▸ **Texto selecionado**:
************
Por Marta Nogueira e José Roberto Gomes
RIO DE JANEIRO/SÃO PAULO (Reuters) – Sob ameaça, a política de reajustes diários de combustíveis da Petrobras completa um ano neste fim de semana, após ser pivô de uma greve histórica de caminhoneiros, mas ainda assim encontra apoio entre representantes do setor, que veem a liberdade de preços como primordial para a atração de investimentos ao refino de petróleo.
Anunciada pelo ex-presidente da Petrobras Pedro Parente em 30 de junho do ano passado, essa diretriz visava dar à petroleira maior flexibilidade e competitividade em busca de lucro e participação de mercado, com os reajustes seguindo a paridade internacional e o câmbio, dentre outros fatores.
De um ano para cá, as cotações da gasolina nas refinarias da Petrobras, sem impostos, avançaram 40,8 por cento, para 1,9486 real por litro, enquanto as do diesel acumularam alta de 29 por cento, a 2,0316 reais, segundo cálculos da Reuters.
A disparada do diesel, que esteve no cerne dos protestos de caminhoneiros, acabou por colocar em xeque a diretriz da empresa e levar à renúncia de Parente. A reguladora ANP abriu uma consulta pública que poderá determinar a periodicidade dos reajustes no país.
No entanto, uma política de preços de combustíveis baseada no livre mercado encontra apoio de distribuidoras, postos e especialistas.
“Sem esse realismo, não será possível realizar a continuidade de investimentos na produção, importação e distribuição de combustíveis, para que continuem sendo colocados de forma eficiente para o consumidor”, afirmou Plinio Nastari, presidente da Datagro e especialista do setor.
Recordes de preço nas refinarias foram observados em maio, com a gasolina atingindo 2,0867 reais por litro e o diesel, 2,3716 reais. Atualmente, valores do diesel estão congelados como parte de um programa de subvenção do governo seguido pela Petrobras.
A valorização nos preços dos combustíveis se deu em meio à alta do dólar ante o real e das referências internacionais do petróleo, sustentadas nos últimos meses por fatores como um pacto de cortes de produção liderado por Opep e Rússia, além de aumento de impostos.
A Petrobras, que registrou nos primeiros três meses do ano o maior lucro trimestral desde 2013, em meio a preços mais altos do petróleo, ressaltou ao ser procurada que em julho de 2017 houve apenas uma revisão na periodicidade, e reforçou que os reajustes acumulados são resultantes das variações do petróleo e da taxa de câmbio.
************
▸ **Material coletado**:
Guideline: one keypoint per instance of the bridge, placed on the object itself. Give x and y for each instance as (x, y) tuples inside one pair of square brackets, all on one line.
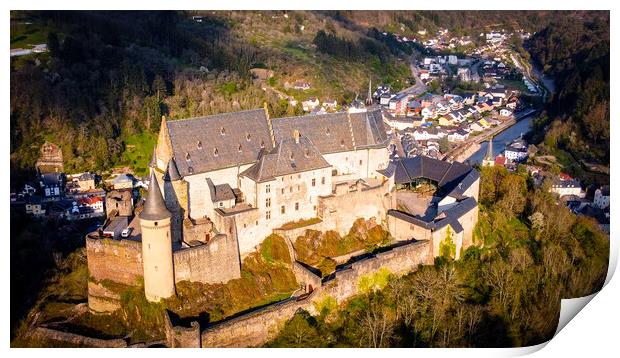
[(473, 142)]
************
▸ **Lista de tarefas**:
**a.** No texto sobre a política de preços da Petrobras, quem anunciou a política de reajustes diários de combustíveis, e em que data?
**b.** Transcreva do texto sobre a política de preços da Petrobras o trecho de "A disparada do" a "reajustes no país.".

▸ **Respostas esperadas**:
**a.** Pedro Parente, ex-presidente da Petrobras, em 30 de junho do ano passado.

**b.**
A disparada do diesel, que esteve no cerne dos protestos de caminhoneiros, acabou por colocar em xeque a diretriz da empresa e levar à renúncia de Parente. A reguladora ANP abriu uma consulta pública que poderá determinar a periodicidade dos reajustes no país.